SOURCE RECORDS
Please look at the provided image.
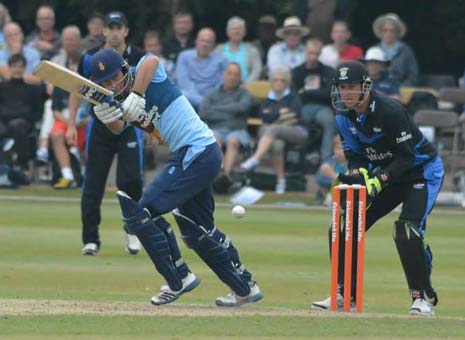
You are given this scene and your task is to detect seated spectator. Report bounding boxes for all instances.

---

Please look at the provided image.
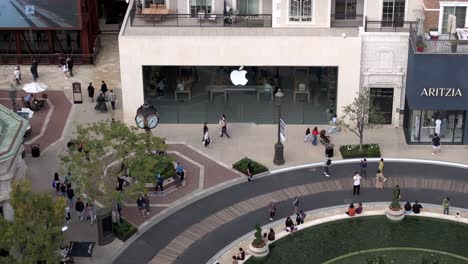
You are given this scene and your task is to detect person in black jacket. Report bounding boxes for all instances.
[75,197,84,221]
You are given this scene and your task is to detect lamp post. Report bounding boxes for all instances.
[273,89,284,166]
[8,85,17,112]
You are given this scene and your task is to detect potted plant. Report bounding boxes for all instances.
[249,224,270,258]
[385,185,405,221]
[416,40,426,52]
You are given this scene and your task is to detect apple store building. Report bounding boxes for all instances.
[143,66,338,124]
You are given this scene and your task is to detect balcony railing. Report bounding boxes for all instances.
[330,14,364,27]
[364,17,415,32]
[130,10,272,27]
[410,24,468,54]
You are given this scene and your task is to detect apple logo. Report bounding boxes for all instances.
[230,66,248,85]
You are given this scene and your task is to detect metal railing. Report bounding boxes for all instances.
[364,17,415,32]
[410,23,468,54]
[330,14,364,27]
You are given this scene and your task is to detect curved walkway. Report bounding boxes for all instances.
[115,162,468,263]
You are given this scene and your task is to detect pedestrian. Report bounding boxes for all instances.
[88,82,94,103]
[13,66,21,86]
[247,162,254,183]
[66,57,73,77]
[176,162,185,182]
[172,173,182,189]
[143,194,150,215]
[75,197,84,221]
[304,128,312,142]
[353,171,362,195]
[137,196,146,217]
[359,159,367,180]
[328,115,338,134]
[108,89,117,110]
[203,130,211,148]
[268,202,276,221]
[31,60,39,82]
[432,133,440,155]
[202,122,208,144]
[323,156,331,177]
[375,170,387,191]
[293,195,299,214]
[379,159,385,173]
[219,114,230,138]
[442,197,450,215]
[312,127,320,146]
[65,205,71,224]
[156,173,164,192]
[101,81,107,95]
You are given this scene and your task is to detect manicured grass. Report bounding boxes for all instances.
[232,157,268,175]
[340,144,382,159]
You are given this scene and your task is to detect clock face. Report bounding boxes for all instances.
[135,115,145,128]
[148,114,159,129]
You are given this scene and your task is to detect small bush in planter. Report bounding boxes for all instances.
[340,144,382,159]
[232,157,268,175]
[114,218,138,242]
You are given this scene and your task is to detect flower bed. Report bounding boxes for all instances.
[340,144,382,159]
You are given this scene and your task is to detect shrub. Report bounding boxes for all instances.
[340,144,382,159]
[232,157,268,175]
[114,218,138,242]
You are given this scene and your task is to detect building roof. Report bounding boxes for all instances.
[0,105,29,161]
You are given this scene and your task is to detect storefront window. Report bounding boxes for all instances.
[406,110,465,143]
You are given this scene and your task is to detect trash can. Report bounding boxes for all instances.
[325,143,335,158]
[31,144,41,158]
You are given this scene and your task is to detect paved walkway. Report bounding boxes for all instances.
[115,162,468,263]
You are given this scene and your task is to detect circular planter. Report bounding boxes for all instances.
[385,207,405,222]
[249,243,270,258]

---

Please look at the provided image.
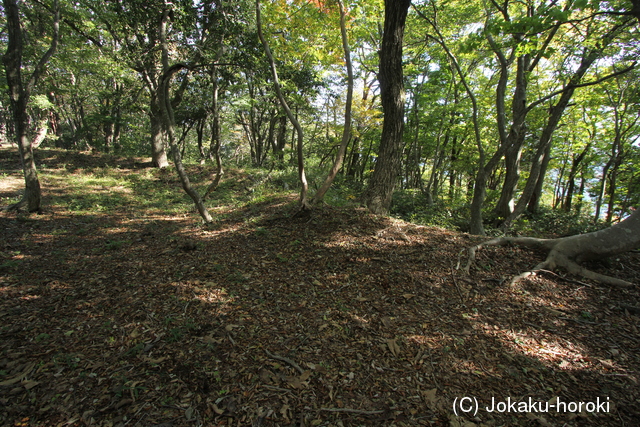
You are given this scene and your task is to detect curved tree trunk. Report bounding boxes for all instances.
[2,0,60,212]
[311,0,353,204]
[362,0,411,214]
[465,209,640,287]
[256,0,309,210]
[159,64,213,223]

WHAT YOU HAVE TO DO
Render the data as a numbered list, omitting any blank lines, starting at the line that contains "face. Report bounding boxes for all instances." and ending at the line that contains "[249,243,270,258]", with both of those lines included.

ANSWER TO THE EXERCISE
1. You are given this scene and your task is to detect clock face. Report bounding boxes for all instances.
2. [135,115,145,128]
3. [148,114,159,129]
4. You are given this scene and your task is to detect small bush in planter. Report bounding boxes for all instances.
5. [340,144,382,159]
6. [232,157,268,175]
7. [114,218,138,242]
8. You are given this scene and your task is to detect flower bed. Report bounding boxes for all instances.
9. [340,144,382,159]
10. You are given this scene and your task is to detect shrub. Report bounding boxes for all instances.
11. [340,144,382,159]
12. [232,157,268,175]
13. [114,218,138,242]
14. You are given this scene and your task is to detect building roof. Report bounding boxes for all instances.
15. [0,105,29,161]
16. You are given this scene and your task is to detect storefront window. Report bounding boxes for all instances.
17. [406,110,465,143]
18. You are given this scene and your task is to detect trash can. Report bounding boxes for all instances.
19. [325,143,335,158]
20. [31,144,41,158]
21. You are given this scene and your task is to detect paved walkway. Report bounding boxes for all instances.
22. [115,162,468,263]
23. You are given this scene and your task is to detect circular planter. Report bounding boxes for all instances.
24. [385,207,405,222]
25. [249,243,270,258]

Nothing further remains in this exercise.